In occupied Poland alone, we have some 600 ghettos.
In the Warsaw ghetto, living conditions were a huge disaster, and even prior to the deportations that started in summer 1942, we have thousands dying every month of diseases of malnourishment.
It is a genocide prior to the actual extermination.
(narrator) Between October 1940 and July 1942, an estimated 92,000 Jewish prisoners in the Warsaw ghetto died of starvation, exposure, or disease, and throughout all of occupied Poland's ghettos, an estimated 500,000 died.
But in Germany, the immediate impact of the war was slight.
Between September 1939 and May 1940, it was easy to forget that there even was a war.
(Julia) Life was surprisingly normal.
Germany wasn't put on a total war footing.
Yes, there was rationing, and there was always somebody jangling a box, expecting you to contribute.
But life was pretty much all right.
(Alessandro) The German population didn't suffer much in the first phases of the war.
The regime was quite good in avoiding the fear of scarcity, for instance, of food and resources that there was in World War I.
(Michael) If you look at the rationing figures, for example, bread is not rationed until very late on.
Meat, fat, butter, milk, they decline in production and in consumption, but not that significantly until 1942.
People aren't starving in Germany until very late in the war.
(Thomas Schaarschmidt) Certain changes occurred with blackouts in the city and training for the air raid defenses.
(Thomas Brodie) The Nazi regime is very concerned about the threat to "morale" posed by enemy bombing, and so it makes sure that air raid shelters are provided to people.

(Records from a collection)
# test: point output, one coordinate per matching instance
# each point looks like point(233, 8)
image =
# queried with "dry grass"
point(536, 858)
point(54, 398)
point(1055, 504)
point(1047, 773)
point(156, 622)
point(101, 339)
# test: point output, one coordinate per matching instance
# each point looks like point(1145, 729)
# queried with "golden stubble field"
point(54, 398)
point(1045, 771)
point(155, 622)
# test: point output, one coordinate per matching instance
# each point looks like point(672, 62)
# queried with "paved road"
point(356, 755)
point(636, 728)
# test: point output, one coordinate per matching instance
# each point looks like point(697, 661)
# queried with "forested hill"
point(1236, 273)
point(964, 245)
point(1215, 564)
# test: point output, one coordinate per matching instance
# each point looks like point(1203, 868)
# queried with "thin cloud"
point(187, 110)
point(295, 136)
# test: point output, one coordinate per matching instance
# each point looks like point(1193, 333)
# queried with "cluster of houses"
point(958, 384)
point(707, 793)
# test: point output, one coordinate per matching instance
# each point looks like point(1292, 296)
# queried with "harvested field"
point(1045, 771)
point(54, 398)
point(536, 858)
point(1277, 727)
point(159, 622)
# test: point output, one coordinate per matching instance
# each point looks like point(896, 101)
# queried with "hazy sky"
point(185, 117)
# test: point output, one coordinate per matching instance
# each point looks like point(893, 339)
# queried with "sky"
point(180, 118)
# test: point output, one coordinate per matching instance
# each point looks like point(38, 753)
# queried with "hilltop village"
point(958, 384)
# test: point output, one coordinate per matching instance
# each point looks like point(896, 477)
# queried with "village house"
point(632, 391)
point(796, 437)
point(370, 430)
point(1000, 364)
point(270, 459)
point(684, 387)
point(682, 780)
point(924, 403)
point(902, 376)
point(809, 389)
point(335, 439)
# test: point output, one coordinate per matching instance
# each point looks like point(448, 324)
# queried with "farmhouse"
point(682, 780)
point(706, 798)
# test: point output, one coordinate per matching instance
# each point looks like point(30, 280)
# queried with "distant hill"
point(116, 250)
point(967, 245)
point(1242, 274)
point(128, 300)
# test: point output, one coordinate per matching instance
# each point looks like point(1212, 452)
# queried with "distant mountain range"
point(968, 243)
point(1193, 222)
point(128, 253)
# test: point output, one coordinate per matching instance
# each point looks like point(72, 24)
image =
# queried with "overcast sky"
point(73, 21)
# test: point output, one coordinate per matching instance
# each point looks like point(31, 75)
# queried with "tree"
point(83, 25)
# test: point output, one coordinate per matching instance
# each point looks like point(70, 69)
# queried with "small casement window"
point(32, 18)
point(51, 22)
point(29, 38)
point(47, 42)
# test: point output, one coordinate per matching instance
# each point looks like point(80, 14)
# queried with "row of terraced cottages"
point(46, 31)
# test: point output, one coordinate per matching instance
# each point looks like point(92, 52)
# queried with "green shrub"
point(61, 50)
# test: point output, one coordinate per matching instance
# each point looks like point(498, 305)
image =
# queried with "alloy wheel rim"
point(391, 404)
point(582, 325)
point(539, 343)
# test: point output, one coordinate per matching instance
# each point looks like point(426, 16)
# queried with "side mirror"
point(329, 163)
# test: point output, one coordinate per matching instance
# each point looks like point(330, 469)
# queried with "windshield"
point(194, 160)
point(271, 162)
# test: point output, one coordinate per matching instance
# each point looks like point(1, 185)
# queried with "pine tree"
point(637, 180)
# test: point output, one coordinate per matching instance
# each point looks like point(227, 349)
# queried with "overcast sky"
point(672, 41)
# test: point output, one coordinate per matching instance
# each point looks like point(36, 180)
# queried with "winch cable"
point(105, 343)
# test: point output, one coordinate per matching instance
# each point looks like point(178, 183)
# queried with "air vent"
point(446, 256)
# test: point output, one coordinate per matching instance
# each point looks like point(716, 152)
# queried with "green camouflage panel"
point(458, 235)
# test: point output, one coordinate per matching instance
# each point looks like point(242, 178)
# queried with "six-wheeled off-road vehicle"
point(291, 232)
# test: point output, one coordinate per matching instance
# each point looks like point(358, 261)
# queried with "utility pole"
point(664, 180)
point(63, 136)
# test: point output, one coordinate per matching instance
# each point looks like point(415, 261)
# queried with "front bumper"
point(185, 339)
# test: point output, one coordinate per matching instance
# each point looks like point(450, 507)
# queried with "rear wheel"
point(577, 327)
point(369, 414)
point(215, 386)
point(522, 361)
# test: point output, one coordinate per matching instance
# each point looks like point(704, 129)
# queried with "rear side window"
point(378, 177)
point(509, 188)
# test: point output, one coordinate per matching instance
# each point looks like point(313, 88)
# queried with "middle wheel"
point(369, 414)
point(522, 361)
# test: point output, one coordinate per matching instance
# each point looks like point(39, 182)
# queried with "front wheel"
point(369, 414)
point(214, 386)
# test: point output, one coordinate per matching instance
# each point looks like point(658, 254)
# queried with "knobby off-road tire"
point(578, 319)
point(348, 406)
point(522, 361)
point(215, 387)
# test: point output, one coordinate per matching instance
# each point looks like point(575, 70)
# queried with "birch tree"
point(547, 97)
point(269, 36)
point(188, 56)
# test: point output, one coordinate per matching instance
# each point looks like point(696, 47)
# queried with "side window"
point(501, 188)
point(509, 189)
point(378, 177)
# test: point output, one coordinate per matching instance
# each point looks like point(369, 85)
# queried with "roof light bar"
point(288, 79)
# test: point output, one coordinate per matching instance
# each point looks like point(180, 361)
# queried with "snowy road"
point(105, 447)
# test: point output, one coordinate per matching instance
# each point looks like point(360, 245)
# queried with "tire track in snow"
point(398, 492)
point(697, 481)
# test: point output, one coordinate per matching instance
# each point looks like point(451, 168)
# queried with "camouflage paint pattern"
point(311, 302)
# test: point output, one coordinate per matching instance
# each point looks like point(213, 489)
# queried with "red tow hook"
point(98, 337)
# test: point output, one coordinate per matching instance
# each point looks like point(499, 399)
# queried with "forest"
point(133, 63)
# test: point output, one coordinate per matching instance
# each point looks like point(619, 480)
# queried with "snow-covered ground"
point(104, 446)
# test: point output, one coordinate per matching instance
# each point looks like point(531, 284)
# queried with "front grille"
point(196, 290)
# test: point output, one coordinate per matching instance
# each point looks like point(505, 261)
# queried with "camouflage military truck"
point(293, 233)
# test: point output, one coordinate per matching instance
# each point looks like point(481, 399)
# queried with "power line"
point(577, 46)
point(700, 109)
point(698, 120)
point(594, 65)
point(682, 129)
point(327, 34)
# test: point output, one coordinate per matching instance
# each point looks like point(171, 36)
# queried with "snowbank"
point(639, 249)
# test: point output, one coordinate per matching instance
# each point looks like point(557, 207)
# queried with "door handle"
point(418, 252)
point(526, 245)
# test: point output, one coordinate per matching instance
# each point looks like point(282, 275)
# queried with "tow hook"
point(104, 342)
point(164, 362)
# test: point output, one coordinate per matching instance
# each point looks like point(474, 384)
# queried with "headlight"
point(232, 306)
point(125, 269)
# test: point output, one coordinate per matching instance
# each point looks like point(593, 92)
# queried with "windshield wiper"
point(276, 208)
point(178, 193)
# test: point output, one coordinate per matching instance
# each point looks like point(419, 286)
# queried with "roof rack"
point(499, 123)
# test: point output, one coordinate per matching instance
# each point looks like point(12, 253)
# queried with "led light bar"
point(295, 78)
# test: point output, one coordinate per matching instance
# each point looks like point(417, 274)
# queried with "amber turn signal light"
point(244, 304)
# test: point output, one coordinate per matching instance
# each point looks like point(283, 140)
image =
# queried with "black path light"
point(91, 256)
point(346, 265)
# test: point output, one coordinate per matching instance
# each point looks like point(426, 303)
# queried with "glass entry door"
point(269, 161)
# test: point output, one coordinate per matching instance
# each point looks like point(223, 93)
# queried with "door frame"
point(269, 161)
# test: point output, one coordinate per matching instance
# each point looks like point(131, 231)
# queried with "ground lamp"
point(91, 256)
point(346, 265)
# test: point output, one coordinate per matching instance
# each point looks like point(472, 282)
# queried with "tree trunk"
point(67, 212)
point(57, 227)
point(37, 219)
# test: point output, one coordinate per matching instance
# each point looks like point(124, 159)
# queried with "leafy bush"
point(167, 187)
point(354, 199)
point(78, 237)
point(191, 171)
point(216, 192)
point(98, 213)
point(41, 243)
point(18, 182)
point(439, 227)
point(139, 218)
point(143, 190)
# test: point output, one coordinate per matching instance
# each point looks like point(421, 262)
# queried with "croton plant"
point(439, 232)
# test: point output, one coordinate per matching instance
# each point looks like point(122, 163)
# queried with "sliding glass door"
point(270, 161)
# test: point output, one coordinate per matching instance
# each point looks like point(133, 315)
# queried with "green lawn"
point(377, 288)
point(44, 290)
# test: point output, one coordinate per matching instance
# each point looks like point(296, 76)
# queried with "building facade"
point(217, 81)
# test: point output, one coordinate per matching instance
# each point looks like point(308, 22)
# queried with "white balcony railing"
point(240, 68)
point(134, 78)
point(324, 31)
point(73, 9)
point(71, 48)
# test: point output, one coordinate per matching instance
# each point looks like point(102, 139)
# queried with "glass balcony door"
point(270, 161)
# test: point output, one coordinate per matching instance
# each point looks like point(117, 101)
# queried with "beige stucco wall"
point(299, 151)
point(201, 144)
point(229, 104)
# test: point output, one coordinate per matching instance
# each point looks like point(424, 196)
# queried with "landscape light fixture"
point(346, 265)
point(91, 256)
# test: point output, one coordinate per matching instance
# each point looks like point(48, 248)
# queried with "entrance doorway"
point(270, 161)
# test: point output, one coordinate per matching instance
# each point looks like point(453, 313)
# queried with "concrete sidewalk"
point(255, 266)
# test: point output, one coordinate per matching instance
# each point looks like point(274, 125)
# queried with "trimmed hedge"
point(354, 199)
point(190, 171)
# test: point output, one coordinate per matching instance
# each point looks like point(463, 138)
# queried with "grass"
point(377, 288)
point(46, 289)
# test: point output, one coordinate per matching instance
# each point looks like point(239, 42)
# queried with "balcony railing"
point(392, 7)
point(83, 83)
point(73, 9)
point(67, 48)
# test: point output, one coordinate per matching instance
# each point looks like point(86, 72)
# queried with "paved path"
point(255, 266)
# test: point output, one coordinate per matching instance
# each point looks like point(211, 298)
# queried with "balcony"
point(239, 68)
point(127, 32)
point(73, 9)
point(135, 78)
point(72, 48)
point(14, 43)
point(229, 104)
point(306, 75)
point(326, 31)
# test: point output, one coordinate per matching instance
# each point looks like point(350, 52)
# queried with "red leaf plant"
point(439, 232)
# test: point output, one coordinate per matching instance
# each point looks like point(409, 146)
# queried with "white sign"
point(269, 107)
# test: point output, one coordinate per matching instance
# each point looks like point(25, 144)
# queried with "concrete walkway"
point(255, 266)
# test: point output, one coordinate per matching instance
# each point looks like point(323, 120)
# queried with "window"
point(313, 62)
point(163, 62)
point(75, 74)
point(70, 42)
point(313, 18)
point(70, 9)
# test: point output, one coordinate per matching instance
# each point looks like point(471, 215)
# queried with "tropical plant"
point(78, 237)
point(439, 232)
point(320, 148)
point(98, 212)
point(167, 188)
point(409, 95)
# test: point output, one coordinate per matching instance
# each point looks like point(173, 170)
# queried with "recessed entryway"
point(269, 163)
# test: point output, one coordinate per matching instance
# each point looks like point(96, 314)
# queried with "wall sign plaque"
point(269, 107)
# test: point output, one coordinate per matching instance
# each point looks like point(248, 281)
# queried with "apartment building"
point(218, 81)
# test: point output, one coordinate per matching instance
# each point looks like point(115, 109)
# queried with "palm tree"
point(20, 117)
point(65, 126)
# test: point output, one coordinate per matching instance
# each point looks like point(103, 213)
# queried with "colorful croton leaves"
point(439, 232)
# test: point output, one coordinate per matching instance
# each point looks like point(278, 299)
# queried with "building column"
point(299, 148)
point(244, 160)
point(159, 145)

* _Task item 1_:
Answer these questions from the documentary transcript on wartime Germany and the ghettos:
(a) About how many ghettos were there in occupied Poland?
(b) How many Jewish prisoners in the Warsaw ghetto are estimated to have died between October 1940 and July 1942?
(c) Until what year did the decline in meat, fat, butter, and milk remain not that significant?
* _Task item 2_:
Decide whether each statement agrees with the documentary transcript, and support each yes or no with a quotation from it:
(a) Bread was rationed early in the war.
(b) Germany was put on a total war footing.
(c) The Nazi regime made sure people were provided with air raid shelters.

* _Worked solution 1_:
(a) Some 600.
(b) An estimated 92,000.
(c) 1942.

* _Worked solution 2_:
(a) No: "bread is not rationed until very late on."
(b) No: "Germany wasn't put on a total war footing."
(c) Yes: "it makes sure that air raid shelters are provided to people."